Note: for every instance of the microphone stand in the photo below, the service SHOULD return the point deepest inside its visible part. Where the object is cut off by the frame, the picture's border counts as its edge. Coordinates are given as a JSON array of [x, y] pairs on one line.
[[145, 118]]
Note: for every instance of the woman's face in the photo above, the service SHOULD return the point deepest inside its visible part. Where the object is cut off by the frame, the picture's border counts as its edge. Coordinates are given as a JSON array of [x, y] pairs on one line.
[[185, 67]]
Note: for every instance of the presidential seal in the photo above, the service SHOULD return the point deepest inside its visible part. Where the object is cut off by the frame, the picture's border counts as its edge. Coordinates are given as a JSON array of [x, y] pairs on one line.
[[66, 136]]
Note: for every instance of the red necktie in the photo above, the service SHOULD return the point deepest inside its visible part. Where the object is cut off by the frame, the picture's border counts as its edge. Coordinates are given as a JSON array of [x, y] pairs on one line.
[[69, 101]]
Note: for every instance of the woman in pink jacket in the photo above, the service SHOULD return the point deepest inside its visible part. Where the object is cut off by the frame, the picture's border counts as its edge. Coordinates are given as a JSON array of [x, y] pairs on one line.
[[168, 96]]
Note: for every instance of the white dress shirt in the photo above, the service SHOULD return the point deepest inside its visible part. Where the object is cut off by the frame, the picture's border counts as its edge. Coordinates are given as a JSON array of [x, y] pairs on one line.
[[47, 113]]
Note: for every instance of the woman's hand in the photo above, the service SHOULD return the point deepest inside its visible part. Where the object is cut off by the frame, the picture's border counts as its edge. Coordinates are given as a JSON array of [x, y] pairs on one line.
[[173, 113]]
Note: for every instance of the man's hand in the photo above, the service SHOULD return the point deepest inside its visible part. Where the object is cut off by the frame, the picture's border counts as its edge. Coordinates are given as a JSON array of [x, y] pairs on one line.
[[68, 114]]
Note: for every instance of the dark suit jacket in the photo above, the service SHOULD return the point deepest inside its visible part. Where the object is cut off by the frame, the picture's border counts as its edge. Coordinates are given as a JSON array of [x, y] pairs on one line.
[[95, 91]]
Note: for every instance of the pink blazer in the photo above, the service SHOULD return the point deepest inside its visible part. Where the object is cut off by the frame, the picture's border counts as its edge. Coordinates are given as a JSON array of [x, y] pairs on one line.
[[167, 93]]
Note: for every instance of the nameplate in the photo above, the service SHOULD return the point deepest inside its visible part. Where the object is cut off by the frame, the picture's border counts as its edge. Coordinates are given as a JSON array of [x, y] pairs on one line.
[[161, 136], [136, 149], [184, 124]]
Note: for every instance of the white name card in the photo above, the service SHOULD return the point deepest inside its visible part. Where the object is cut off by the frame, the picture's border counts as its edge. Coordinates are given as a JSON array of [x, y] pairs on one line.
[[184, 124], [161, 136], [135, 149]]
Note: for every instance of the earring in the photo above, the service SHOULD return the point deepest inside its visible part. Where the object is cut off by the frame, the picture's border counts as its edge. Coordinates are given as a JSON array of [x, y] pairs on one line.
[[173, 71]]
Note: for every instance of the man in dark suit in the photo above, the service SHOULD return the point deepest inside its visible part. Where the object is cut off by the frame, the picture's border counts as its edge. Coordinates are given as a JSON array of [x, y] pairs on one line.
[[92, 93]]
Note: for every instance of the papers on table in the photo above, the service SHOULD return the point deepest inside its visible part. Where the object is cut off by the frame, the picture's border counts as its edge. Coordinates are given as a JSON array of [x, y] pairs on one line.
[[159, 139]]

# What you have to do:
Please print every line of the material above, unchanged and in its original order.

# Exercise solution:
Note: for every instance of the microphone stand in the photo below, the service SHOULD return the point deepest inside its visible part. Where the object is cut off by the frame, the picture's border counts as its edge. Coordinates are given as a JSON array of [x, y] pairs on one line.
[[145, 118]]
Note: for every instance of the woman's face in the photo above, the service SHOULD return the point deepest inside its visible part. Where the object is cut off by the frame, the picture's border counts as its edge. Coordinates are given as a JSON array of [x, y] pairs on one line.
[[185, 67]]
Note: for every instance of the presidential seal in the photo above, the service SHOULD return the point deepest inside its visible part. Where the object is cut off by the frame, the picture's border counts as its edge. Coordinates are given as a JSON array of [x, y] pairs on one line.
[[66, 136]]
Note: for every instance of the red necktie in the photo above, the service SHOULD return the point deepest inside its visible part. Where the object is cut off by the frame, the picture's border counts as its edge. Coordinates are given as a JSON array of [x, y] pairs on one line.
[[69, 101]]
Note: for every instance of the woman in pink jacket in the photo above, the service SHOULD return the point deepest inside its visible part. Where the object is cut off by the frame, the picture's border counts as its edge. Coordinates are given as a JSON array of [x, y] pairs on one line.
[[168, 96]]
Note: for every instance of the white dress shirt in the photo above, the service SHOULD return the point deepest inside its visible part. Where the object is cut off by the frame, the picture's border counts as its edge. Coordinates are given as a JSON array of [x, y] pairs on one line.
[[47, 113]]
Note: for every instance of the woman's hand in the photo above, the service SHOULD return the point deepest inside its visible part. Where the object is cut off by the frame, the picture's border counts as its edge. Coordinates are given as a JSON array of [x, y] pairs on one line.
[[173, 113]]
Note: for every instance of the man's hand in the photo above, the service SHOULD return the point deepest inside its visible part. Where the object is cut off by the frame, the picture's border counts as its edge. Coordinates are given as a JSON array of [x, y] pairs on one line.
[[68, 114]]
Note: for every instance of the dark suit jacket in the photo above, the service SHOULD return the point deepest inside its visible part. Where the object is cut off by the frame, the picture's border counts as its edge. Coordinates are given as a JSON array of [x, y] pairs on one line.
[[95, 91]]
Note: for every instance of the pink blazer in the photo above, the service SHOULD return the point deepest inside its visible part. Where the object is cut off by the frame, the picture's border counts as its edge. Coordinates are given as a JSON array of [x, y] pairs on one line.
[[167, 93]]
Note: for every instance of the nameplate in the photo above, the service SHOULD return the point deepest inside its visible part. Where the object is cut off by the frame, the picture's border counts as its edge. Coordinates are given as a JSON array of [x, y] pairs on one line.
[[161, 136], [136, 149], [184, 124]]
Note: for every instance of the white name card in the photo above, the service SHOULD return the point deepest inside its visible part. Where the object is cut off by the frame, the picture's border counts as its edge. Coordinates are given as a JSON array of [x, y] pairs on one line.
[[184, 124], [161, 136], [135, 149]]
Note: for every instance of the earring in the photo above, the service SHOULD return the point deepest inside its visible part. Where the object is cut off by the frame, the picture's border counts as its edge. Coordinates are given as a JSON array of [x, y] pairs on one line.
[[173, 71]]
Note: for every instance of the man in dark suit in the photo above, the service SHOULD return the point deepest inside its visible part. Where the object is cut off by the frame, the picture's border counts as its edge. Coordinates are given as a JSON array of [x, y] pairs on one line.
[[92, 93]]
Note: for every instance of the papers on table in the photo above, the service SHOULD return the point deepest inside its visible part. Where the object is cut off by the frame, the picture's border counts as its edge. Coordinates are given as a JSON array of [x, y] pairs on one line.
[[159, 139]]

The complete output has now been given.